* _SUPPLIED PASSAGE_:
During the course of its deliberations regarding the merger, our board of directors and the Transaction Committee held numerous meetings and consulted with our senior management, financial advisor and outside legal counsel, and reviewed, evaluated and considered numerous factors and a significant amount of information and data, including:

 

    information concerning our business, financial performance (both historical and projected) and our financial condition, results of operations (both historical and projected), and business and strategic objectives, as well as the risks of accomplishing those objectives;

 

    the possible alternatives to the merger (including the option of continuing to operate our company independently on a stand-alone basis and pursuing the proposed separation of our company into two separate, publicly-traded companies), the timing and likelihood of accomplishing the business plans and strategic objectives of those alternatives, and the potential benefits and risks of those alternatives;

 

    the results of our discussions with certain third parties who expressed interest in a potential strategic transaction with us, and our ability under the terms of the merger agreement to solicit alternative acquisition proposals for a 30-day period following execution of the merger agreement and negotiate with third parties concerning certain unsolicited alternative acquisition proposals thereafter; and

 

    the other terms of the merger agreement, including the parties’ representations, warranties and covenants, the conditions to their respective obligations and the termination rights of the parties.

* _DATA SHOWN_:
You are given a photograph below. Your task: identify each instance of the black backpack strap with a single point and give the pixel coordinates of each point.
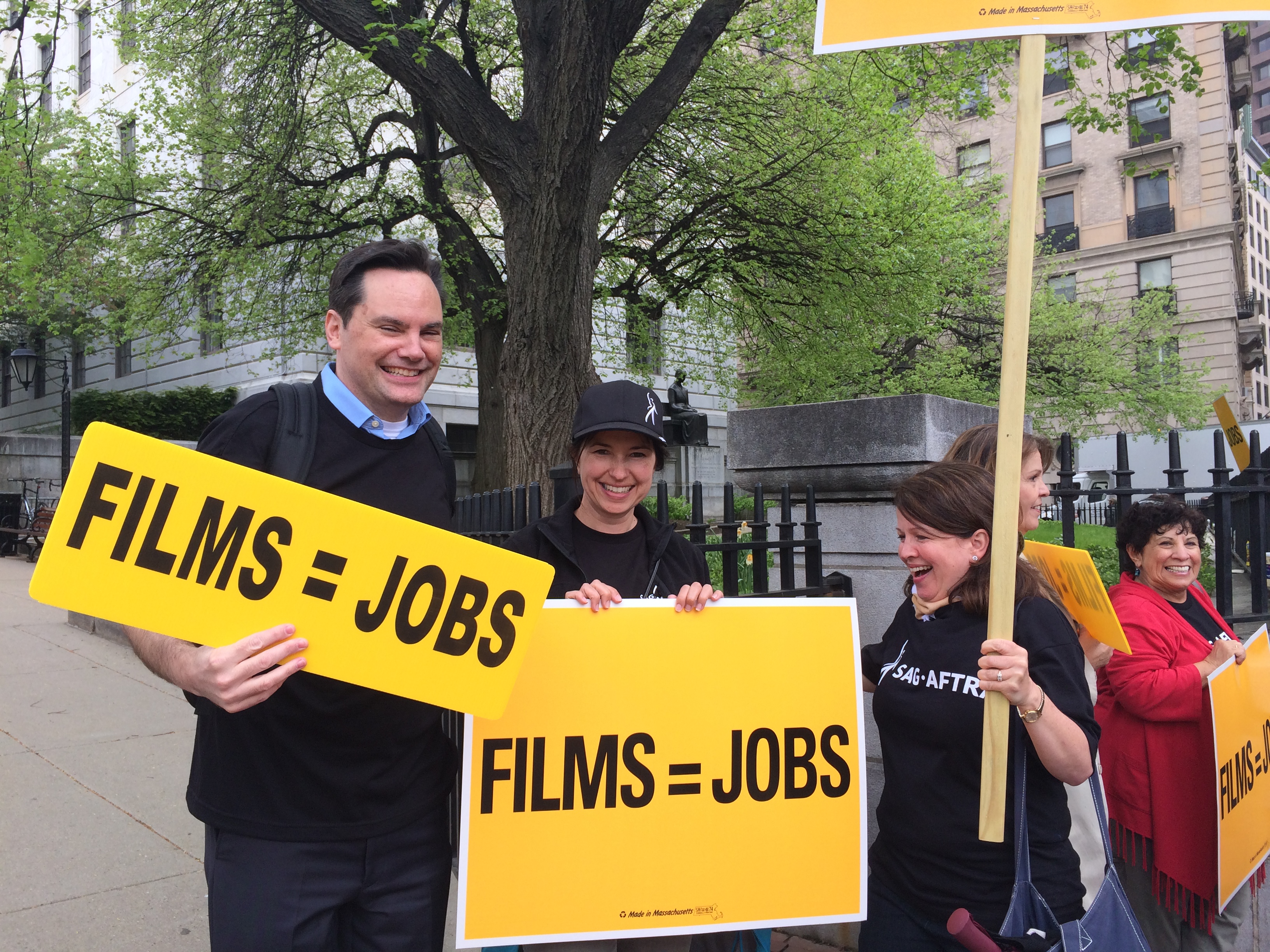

* _PARTS OF THE EXERCISE_:
1. Drawing on the merger passage, explain in one to three sentences what the board and the Transaction Committee weighed about the alternatives to the merger.
2. According to the merger passage, for how long after the merger agreement is executed may the company solicit alternative acquisition proposals?
3. Proceed with the merger passage from the point where it stops.

* _ANSWERS FOR THE TASKS_:
1. They looked at the possible alternatives, including running the company independently on a stand-alone basis and splitting it into two separate, publicly-traded companies. For each alternative, they weighed the timing and likelihood of achieving its business plans and strategic objectives, along with its potential benefits and risks.

2. For a 30-day period following execution of the merger agreement.

3.
In reaching its decision to approve the merger agreement and the merger, and to recommend that Neustar stockholders adopt the merger agreement, our board and the Transaction Committee considered the following positive reasons to support the merger agreement and the merger:

 

    the fact that the price of $33.50 per share in cash payable in the merger provides certainty, immediate value and liquidity to Neustar stockholders;

 

    the fact that the price of $33.50 per share to be received by Neustar stockholders in the merger represents:

 

    a 45.3% premium to the closing price of our common stock on November 11, 2016, the day before Golden Gate filed a Form 13F with the SEC disclosing its equity position in Neustar;

 

    a 22.5% premium to the closing price of our common stock on December 12, 2016, the day before our board approved the merger agreement;

 

    a 32.0% premium to the volume-weighted average price of our common stock during the period commencing November 8, 2016 (the date of the U.S. presidential election) and ending December 12, 2016;

 

    a 29.1% premium to the volume-weighted average price of our common stock for the one-month period commencing November 14, 2016 and ending December 12, 2016;

 

    a 33.6% premium to the volume-weighted average price of our common stock for the three-month period commencing September 13, 2016 and ending December 12, 2016;

 

    a 35.8% premium to the volume-weighted average price of our common stock for the six-month period commencing June 13, 2016 and ending December 12, 2016; and

 

    a 38.4% premium to the volume-weighted average price of our common stock for the twelve-month period commencing December 14, 2015 and ending December 12, 2016.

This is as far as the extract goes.